Below are some records: retype them all exactly, but not the pictures.

=== INPUT FOR THIS TASK ===
* * * * * * *
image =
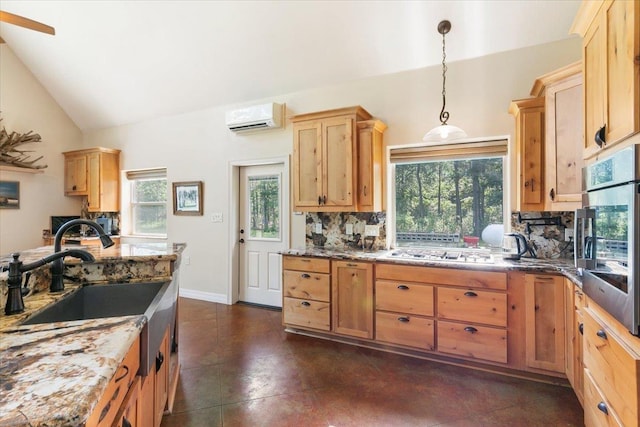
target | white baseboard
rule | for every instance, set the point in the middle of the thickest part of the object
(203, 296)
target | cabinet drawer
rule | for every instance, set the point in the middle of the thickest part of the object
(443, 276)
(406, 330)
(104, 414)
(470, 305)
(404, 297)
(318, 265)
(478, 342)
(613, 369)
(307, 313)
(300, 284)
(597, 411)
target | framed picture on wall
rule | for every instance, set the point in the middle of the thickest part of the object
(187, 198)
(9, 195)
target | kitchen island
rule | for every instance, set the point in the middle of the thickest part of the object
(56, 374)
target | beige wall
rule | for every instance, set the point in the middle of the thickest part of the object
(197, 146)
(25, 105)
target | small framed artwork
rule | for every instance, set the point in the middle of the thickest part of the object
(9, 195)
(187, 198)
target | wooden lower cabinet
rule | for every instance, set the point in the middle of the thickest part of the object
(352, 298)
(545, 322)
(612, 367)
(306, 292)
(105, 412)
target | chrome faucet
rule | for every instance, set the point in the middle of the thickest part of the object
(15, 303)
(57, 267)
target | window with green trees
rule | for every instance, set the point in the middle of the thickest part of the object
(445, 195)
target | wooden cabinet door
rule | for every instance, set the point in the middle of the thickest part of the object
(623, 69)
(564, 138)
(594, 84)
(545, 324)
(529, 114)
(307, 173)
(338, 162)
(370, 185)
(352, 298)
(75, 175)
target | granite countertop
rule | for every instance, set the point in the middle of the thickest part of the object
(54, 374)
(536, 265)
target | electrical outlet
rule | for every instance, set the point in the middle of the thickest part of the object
* * * * * * *
=== EXERCISE RESULT ===
image =
target | white baseboard
rule | for every instance, set the point in the middle of the thickest part of the object
(203, 296)
target | cabinet drawer
rule | for every instance, set the point in the middle of the thickest part of the object
(443, 276)
(406, 330)
(104, 414)
(470, 305)
(404, 297)
(318, 265)
(478, 342)
(613, 369)
(307, 313)
(300, 284)
(597, 411)
target | framed picture on wall
rule | for every instance, set the point in the middle of the thickest part of the object
(187, 198)
(9, 195)
target | kitchen island
rule | for every instance, set the point in the middle of the thickest part of the object
(56, 374)
target | beige wall
rule | for every instance, set the point in the middle of the thickest part of the object
(197, 146)
(25, 105)
target | small framed artwork
rule | for every instance, set the point in the middle of the thickest part of the object
(9, 195)
(187, 198)
target | wooden lower cabinet
rule | for every instance, set the point in the middle of the thickest part of the object
(352, 298)
(545, 322)
(612, 367)
(306, 292)
(105, 412)
target | chrome faucet
rule | for every instance, set the point in the middle of the thickest part of the object
(15, 303)
(57, 267)
target | window with green trees
rule | for every instance, set the point in the middle of the thickest part of the object
(445, 195)
target | wooden cabinet door
rule | for every instance, set the point in the middle of the thickest part of the object
(623, 69)
(564, 138)
(594, 84)
(545, 324)
(529, 114)
(307, 173)
(338, 162)
(370, 185)
(352, 298)
(75, 175)
target | granite countertop
rule | for every instance, set the point in the middle of the thickest part of the object
(54, 374)
(536, 265)
target | electrical outlet
rule | for every instance, set the point in the middle of the thickest part of the object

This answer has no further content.